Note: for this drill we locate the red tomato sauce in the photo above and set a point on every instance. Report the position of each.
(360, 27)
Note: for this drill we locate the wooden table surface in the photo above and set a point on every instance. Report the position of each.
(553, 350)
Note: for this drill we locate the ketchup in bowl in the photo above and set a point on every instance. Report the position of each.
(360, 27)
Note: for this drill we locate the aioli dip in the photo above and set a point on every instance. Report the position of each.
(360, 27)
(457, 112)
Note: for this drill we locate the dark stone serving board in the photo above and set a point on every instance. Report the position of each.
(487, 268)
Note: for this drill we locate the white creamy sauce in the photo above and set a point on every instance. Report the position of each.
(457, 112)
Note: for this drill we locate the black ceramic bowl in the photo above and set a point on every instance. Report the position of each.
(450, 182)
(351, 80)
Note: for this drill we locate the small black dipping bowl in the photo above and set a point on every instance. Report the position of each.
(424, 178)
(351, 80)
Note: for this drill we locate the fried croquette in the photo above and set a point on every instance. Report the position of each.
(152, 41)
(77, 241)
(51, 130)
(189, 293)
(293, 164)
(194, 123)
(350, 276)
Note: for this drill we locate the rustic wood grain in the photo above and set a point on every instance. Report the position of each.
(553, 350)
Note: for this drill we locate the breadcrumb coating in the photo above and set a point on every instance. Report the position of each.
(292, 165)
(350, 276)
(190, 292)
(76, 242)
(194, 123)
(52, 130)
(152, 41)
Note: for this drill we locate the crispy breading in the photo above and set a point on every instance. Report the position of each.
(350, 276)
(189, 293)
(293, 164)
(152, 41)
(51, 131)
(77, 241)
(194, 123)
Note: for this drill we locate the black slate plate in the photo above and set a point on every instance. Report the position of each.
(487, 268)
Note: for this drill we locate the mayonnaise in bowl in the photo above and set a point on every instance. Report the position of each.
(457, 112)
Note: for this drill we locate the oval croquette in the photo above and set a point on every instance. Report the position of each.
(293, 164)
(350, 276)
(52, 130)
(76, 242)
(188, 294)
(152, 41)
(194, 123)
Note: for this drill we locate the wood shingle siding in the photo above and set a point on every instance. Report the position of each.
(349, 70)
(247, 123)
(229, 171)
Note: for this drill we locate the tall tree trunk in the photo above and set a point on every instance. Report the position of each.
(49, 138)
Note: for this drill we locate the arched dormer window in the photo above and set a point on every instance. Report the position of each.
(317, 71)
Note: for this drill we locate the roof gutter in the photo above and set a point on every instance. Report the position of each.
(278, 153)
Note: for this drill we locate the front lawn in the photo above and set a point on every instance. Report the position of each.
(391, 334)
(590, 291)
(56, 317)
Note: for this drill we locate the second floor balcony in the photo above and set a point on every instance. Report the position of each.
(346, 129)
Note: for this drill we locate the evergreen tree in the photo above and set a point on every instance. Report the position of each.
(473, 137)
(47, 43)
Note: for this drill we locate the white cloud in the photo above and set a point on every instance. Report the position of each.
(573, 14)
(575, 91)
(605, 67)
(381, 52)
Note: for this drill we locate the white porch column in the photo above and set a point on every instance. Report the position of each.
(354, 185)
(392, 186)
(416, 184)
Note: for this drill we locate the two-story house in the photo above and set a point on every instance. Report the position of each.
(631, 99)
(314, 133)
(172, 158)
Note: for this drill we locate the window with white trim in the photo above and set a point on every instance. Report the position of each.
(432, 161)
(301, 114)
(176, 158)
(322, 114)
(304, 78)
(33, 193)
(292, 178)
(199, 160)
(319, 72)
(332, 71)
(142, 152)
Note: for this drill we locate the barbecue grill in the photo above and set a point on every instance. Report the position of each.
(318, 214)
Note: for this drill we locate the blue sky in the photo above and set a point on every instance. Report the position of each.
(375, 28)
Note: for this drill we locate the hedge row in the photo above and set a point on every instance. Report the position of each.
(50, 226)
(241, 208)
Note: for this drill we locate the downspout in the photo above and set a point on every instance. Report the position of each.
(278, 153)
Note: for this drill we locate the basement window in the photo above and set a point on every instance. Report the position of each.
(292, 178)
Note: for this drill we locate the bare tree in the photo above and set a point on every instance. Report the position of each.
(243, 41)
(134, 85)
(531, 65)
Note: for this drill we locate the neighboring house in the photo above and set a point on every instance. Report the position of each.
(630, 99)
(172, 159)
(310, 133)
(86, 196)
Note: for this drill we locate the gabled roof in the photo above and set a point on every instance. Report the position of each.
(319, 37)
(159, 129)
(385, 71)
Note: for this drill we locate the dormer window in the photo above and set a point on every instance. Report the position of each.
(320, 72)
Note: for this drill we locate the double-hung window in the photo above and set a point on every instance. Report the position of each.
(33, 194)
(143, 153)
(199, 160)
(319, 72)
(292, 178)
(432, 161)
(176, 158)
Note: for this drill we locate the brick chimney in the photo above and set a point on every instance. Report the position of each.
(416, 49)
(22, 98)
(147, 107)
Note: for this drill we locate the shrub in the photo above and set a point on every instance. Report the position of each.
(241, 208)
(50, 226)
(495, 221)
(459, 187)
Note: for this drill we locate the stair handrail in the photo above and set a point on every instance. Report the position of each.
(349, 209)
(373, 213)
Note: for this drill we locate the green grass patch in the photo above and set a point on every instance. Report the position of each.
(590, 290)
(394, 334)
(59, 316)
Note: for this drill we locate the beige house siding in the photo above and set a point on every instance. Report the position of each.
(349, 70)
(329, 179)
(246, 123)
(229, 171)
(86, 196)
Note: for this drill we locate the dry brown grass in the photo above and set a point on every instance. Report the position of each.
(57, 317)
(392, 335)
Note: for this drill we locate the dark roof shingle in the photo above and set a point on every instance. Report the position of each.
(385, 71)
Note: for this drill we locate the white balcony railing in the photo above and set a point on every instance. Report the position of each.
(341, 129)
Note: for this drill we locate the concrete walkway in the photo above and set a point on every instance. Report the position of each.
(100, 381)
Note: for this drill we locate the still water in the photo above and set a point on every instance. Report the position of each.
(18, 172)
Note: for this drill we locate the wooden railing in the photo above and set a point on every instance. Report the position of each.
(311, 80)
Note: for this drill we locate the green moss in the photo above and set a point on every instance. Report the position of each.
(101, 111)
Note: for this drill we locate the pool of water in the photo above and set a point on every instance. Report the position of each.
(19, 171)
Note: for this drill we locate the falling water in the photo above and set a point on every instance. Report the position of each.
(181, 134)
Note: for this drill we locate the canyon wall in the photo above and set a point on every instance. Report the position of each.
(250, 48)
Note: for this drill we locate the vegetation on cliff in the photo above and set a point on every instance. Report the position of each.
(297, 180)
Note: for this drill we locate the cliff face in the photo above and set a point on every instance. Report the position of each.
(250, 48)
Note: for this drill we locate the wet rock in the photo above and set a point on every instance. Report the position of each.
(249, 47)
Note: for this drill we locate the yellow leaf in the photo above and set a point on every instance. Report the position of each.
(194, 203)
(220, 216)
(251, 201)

# [Written instruction]
Transcribe exactly, and only, the lines from the one bearing "Note: for this drill we locate the vegetation" through the last line of the entries, counting both.

# [Task solution]
Note: for this drill we locate the vegetation on cliff in the photo above and set a point on every instance. Report the position of each.
(297, 180)
Note: for this drill we locate the cliff face in the photo above and set a point on every instance. Report the position of each.
(250, 48)
Note: for this drill we locate the wet rock in the photo above and set a point on every instance. Report the position of each.
(249, 47)
Note: for this drill we locate the yellow leaf in the photo above and set a point on every instance. Report the position of each.
(194, 203)
(220, 216)
(251, 201)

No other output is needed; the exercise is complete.